§ **Work task**
Please write out the whole listing that follows exactly; the pictures stay out.

§ **Provided data**

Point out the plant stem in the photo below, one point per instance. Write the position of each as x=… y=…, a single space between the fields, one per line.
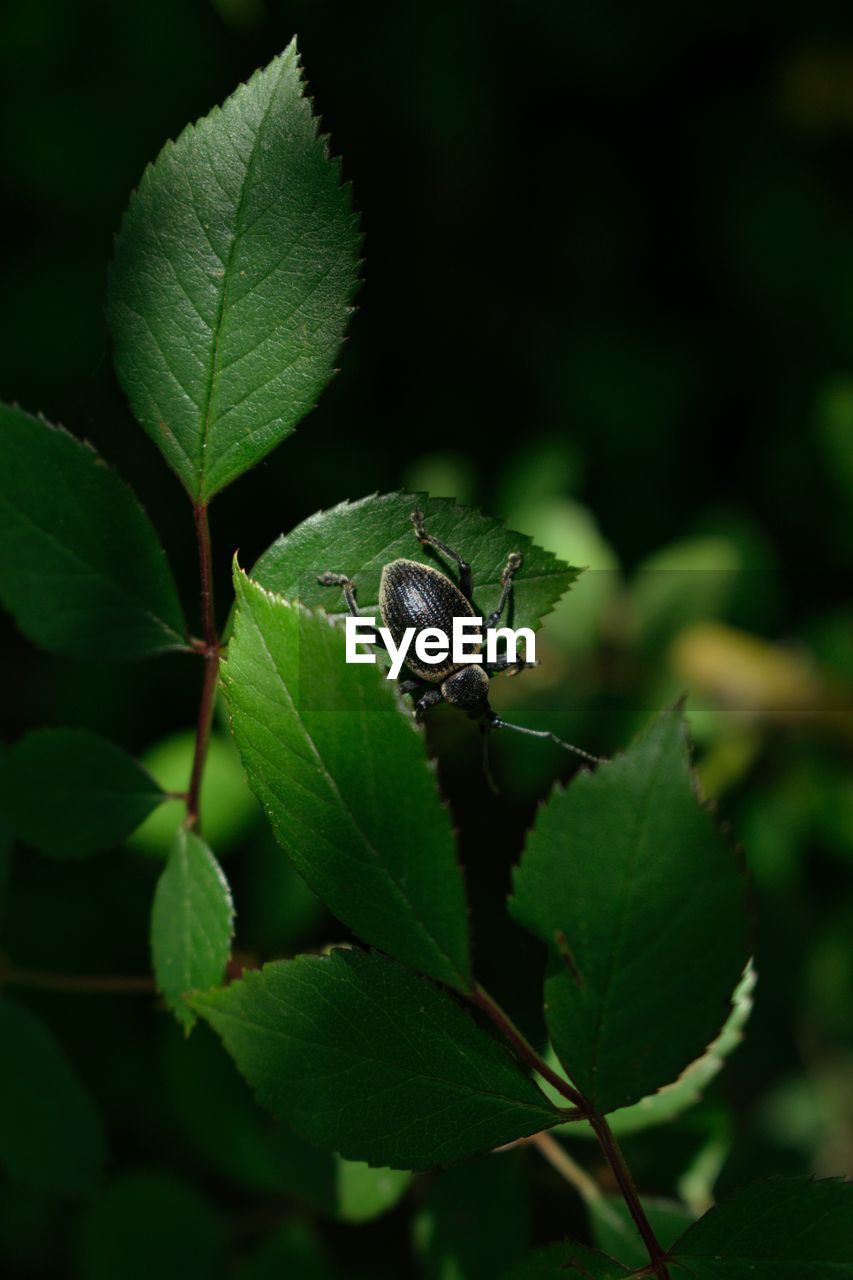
x=211 y=662
x=524 y=1048
x=83 y=984
x=625 y=1183
x=553 y=1152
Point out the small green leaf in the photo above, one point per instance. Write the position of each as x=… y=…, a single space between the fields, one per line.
x=69 y=792
x=228 y=807
x=359 y=538
x=475 y=1217
x=783 y=1229
x=191 y=924
x=50 y=1136
x=642 y=904
x=233 y=275
x=82 y=570
x=615 y=1233
x=340 y=769
x=565 y=1261
x=365 y=1057
x=153 y=1225
x=671 y=1100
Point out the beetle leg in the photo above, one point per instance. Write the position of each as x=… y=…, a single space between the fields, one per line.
x=510 y=570
x=423 y=704
x=465 y=580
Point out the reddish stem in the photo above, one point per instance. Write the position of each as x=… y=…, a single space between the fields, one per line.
x=211 y=662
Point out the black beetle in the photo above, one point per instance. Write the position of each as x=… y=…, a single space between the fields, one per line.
x=418 y=595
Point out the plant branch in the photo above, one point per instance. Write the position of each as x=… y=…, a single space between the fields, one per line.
x=553 y=1152
x=625 y=1183
x=210 y=650
x=82 y=984
x=524 y=1048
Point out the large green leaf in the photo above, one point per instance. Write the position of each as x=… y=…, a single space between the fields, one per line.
x=670 y=1101
x=565 y=1261
x=475 y=1217
x=81 y=570
x=150 y=1225
x=191 y=923
x=341 y=771
x=642 y=904
x=783 y=1229
x=50 y=1136
x=359 y=538
x=235 y=269
x=372 y=1060
x=71 y=792
x=247 y=1147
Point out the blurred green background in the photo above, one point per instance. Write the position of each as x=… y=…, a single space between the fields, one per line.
x=609 y=296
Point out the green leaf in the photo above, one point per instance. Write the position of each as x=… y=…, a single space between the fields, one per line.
x=615 y=1233
x=783 y=1229
x=50 y=1136
x=245 y=1146
x=475 y=1219
x=363 y=1056
x=642 y=904
x=82 y=570
x=565 y=1261
x=340 y=769
x=359 y=538
x=233 y=274
x=670 y=1101
x=153 y=1225
x=191 y=924
x=228 y=807
x=69 y=792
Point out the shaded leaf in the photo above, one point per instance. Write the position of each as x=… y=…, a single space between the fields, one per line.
x=359 y=538
x=191 y=924
x=783 y=1229
x=363 y=1056
x=69 y=792
x=82 y=570
x=331 y=753
x=475 y=1219
x=565 y=1261
x=615 y=1233
x=232 y=280
x=50 y=1136
x=153 y=1225
x=642 y=904
x=246 y=1146
x=671 y=1100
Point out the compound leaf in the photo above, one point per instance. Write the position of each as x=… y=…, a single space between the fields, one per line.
x=781 y=1229
x=340 y=768
x=232 y=280
x=365 y=1057
x=642 y=905
x=191 y=924
x=82 y=570
x=69 y=792
x=359 y=538
x=50 y=1136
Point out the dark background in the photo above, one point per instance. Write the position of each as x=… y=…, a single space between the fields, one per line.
x=609 y=295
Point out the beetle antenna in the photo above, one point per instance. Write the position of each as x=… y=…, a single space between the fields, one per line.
x=487 y=771
x=544 y=732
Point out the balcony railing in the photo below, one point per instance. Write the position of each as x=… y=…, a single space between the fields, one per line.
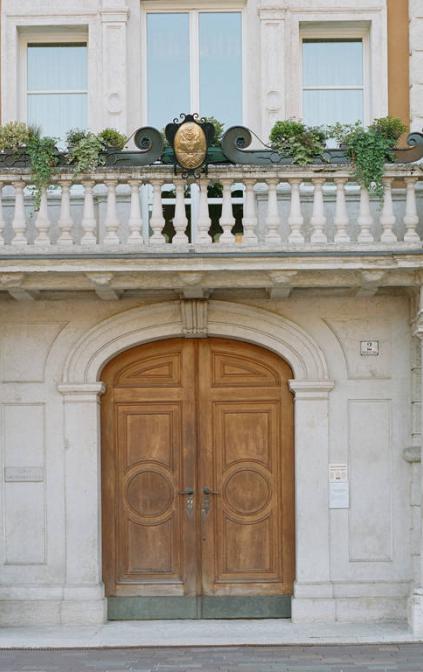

§ **Response area**
Point out the plant stem in the photo below, one point per instance. Write the position of each as x=… y=…, a single space between the fields, one per line.
x=211 y=662
x=524 y=1048
x=83 y=984
x=625 y=1183
x=553 y=1152
Point out the small green leaf in the photo above, one point per instance. Write the position of each as x=… y=…, a single space between the fields, one per line.
x=69 y=792
x=228 y=807
x=359 y=538
x=475 y=1217
x=783 y=1229
x=191 y=924
x=50 y=1136
x=642 y=904
x=233 y=275
x=82 y=570
x=615 y=1233
x=340 y=769
x=565 y=1261
x=365 y=1057
x=153 y=1225
x=671 y=1100
Point out the beetle leg in the photo above, one point per instance. Write the position of each as x=… y=…, a single space between the fields, one per line.
x=510 y=570
x=423 y=704
x=465 y=580
Point out the reddish stem in the photo above, one point per instance. Write the position of each as x=… y=…, a single space between the fields, one per line.
x=211 y=662
Point out the black beetle in the photo above, one point per instance. Write the position of each as x=… y=…, a single space between the fields, one per line.
x=418 y=595
Point out the plant branch in the photo above, one point per instance. Write the position of each as x=… y=…, a single space between the fields, one per line.
x=553 y=1152
x=625 y=1183
x=210 y=650
x=82 y=984
x=524 y=1048
Point out the large green leaf in the photo above, one point per instance. Write the position of each as x=… y=…, a single space between the fields, one per line.
x=670 y=1101
x=565 y=1261
x=475 y=1217
x=81 y=570
x=150 y=1225
x=191 y=923
x=341 y=771
x=642 y=904
x=783 y=1229
x=50 y=1136
x=359 y=538
x=235 y=269
x=372 y=1060
x=71 y=792
x=247 y=1147
Point out the blurred green background in the photo above, one point per instance. Write the position of each as x=… y=…, a single space between the fields, one per line.
x=609 y=296
Point out the green leaf in the photo above, one point per instance. Write the position of each as x=… y=…, a single space between the fields, one per line.
x=615 y=1233
x=783 y=1229
x=50 y=1136
x=245 y=1146
x=475 y=1219
x=363 y=1056
x=642 y=904
x=82 y=570
x=565 y=1261
x=340 y=769
x=359 y=538
x=233 y=274
x=670 y=1101
x=153 y=1225
x=191 y=924
x=228 y=807
x=69 y=792
Point out the shaded leaf in the photo above, one point per instance. Write the position of each as x=… y=…, a single space between the fields, one per line.
x=359 y=538
x=191 y=924
x=783 y=1229
x=363 y=1056
x=69 y=792
x=82 y=570
x=331 y=753
x=475 y=1219
x=565 y=1261
x=615 y=1233
x=232 y=280
x=50 y=1136
x=153 y=1225
x=642 y=904
x=246 y=1146
x=671 y=1100
Point out the compound leaf in the photo above, one point per instance. Write the position of each as x=… y=…, a single space between the fields, one per line.
x=781 y=1229
x=340 y=768
x=232 y=280
x=365 y=1057
x=642 y=905
x=191 y=924
x=82 y=570
x=69 y=792
x=359 y=538
x=50 y=1136
Point out the dark background in the photo above, one point per instance. Write the position of each as x=… y=…, a single space between the fields, one per line.
x=609 y=295
Point out the beetle antenna in the photo above, one point per instance. Write the position of each as x=… y=…, a single space between the fields, one per line.
x=487 y=771
x=544 y=732
Point out the balcony railing in the photo below, one point per instance. Write the position of each as x=… y=…, a single space between the fields, one per line.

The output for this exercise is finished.